» **İstenenler**: Aşağıdaki Star Tv yazısına göre her ifade için evet ya da hayır deyin ve kararı veren sözleri yazıdan olduğu gibi alıntılayın. 1. Star Tv 5 Mayıs'ta 18 yılını doldurdu. 2. atv, Kanal D ve Show Tv 1995'te yayına başladı. 3. Tele-On ekranda uzun süre kaldı.

» **Seçilen Metin**:
= = = = = = =
Star Tv, 5 Mayıs'ta tam 18 yılı geride bıraktı. 28 yaşında biri olarak bir önceki nesle göre televizyon çocuğu sayılırım. TRT'li günlerin bitişini ve ekranda dönüp dolaşan yıldızı çok net hatırlıyorum. Gerçekten de hayatımızda yeni bir sayfa açılmıştı. TRT'de yıllarca yasaklı kalan birçok isim ilk özel kanal sayesinde seyirciyle buluştu. İbo Show'lar, Parliament Sinema Kuşağı'nda yıllarca görmeyi beklediğimiz filmler, 'Sabah Şekerleri', onlarca çizgi film, yarışmalar derken Amerika'yı yeniden keşfediyorduk. TRT'nin katı ve disiplinli tutumundan sonra sanki Özgürlükler Ülkesi'ne yeni bir seyahat başlamıştı. Yaz tatili boyunca televizyonun başından ayrılmıyorduk. Yaz gecelerinde soframızın en önemli konuğu artık televizyondu. Kış gecelerinin ise vazgeçilmez eğlence kaynağıydı.
DEVRİM YARATTI
Hemen ardından gelen Tele-On, ne yaptıysa da uzun süre tutunamadı. Ancak yeni kanalların geleceğinin habercisi gibiydi. Yeni bir dünyayı keşfetmenin yanı sıra alternatifler oluşacağını da kısa süre de öğrendik. Kanal 6, HBB, BRT, TeleOn arka arkaya açıldı. Yavaş yavaş zap yapmayı bile öğrendik. 1993'te atv, Kanal D ve Show Tv'nin açılmasıyla Star'ın asıl rakipleri de ortaya çıkmış oldu. Artık her kanalda farklı yaş kesimlerine ve zevklere hitap eden kanallar vardı. Yaklaşık 5 yıl önce hiçbir fikrimiz ve zikrimizin olmadığı özel televizyon kanalları, ortak dilimizin bir parçası olmuştu. Yıllarca TRT ekranında habercilik yapmış birçok önemli isim de yavaş yavaş özel kanallara kaydı. Uğur Dündar'lar, Ali Kırca'lar, Mehmet Ali Birand'lar, özel kanallarda dizilerden bile çok reyting alan haber programlarına imza attı. Ancak bu arada zehirlenmeye de başladık. Özellikle gençlerimiz, Hollywood'un büyülü dünyasından fazlasıyla etkilendi. 'Evimiz Hollywood 90210' dizisine öykünen erkekler aç kesimlerini Brandon'a benzetirken ve genç kızlar Kelly gibi cinsel özgürlük diye bağırmaya başladı.
= = = = = = =
» **Veri Satırları**:

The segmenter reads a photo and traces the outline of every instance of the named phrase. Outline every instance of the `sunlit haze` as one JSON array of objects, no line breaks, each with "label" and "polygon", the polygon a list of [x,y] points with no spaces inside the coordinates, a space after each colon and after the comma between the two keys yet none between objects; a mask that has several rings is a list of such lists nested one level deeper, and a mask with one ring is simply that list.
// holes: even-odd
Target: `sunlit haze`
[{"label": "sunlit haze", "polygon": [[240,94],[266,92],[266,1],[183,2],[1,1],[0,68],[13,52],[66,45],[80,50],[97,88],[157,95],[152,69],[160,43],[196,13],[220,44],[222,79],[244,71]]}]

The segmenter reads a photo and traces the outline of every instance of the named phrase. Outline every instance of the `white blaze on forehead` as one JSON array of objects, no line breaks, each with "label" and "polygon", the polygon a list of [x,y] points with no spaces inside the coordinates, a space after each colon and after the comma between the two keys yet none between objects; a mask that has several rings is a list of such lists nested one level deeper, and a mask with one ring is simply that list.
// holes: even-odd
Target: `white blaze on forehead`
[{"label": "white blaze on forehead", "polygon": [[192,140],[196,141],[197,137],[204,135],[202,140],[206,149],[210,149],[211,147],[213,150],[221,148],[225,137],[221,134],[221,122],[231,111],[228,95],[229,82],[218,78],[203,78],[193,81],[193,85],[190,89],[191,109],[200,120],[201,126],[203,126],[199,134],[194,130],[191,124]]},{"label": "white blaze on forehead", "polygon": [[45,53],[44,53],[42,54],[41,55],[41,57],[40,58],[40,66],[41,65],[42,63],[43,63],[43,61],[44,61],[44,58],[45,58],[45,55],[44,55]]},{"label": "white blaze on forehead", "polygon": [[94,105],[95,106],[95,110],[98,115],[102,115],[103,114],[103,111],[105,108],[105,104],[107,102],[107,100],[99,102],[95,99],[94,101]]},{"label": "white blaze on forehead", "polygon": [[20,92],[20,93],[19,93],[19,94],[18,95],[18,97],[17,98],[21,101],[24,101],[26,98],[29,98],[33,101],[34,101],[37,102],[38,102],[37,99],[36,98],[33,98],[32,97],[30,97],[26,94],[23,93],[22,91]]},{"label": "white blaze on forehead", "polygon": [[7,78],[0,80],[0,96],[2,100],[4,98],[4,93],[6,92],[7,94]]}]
= = = = = = =
» **Göreve Yanıt**:
1. Evet: "Star Tv, 5 Mayıs'ta tam 18 yılı geride bıraktı."
2. Hayır: "1993'te atv, Kanal D ve Show Tv'nin açılmasıyla Star'ın asıl rakipleri de ortaya çıkmış oldu."
3. Hayır: "Hemen ardından gelen Tele-On, ne yaptıysa da uzun süre tutunamadı."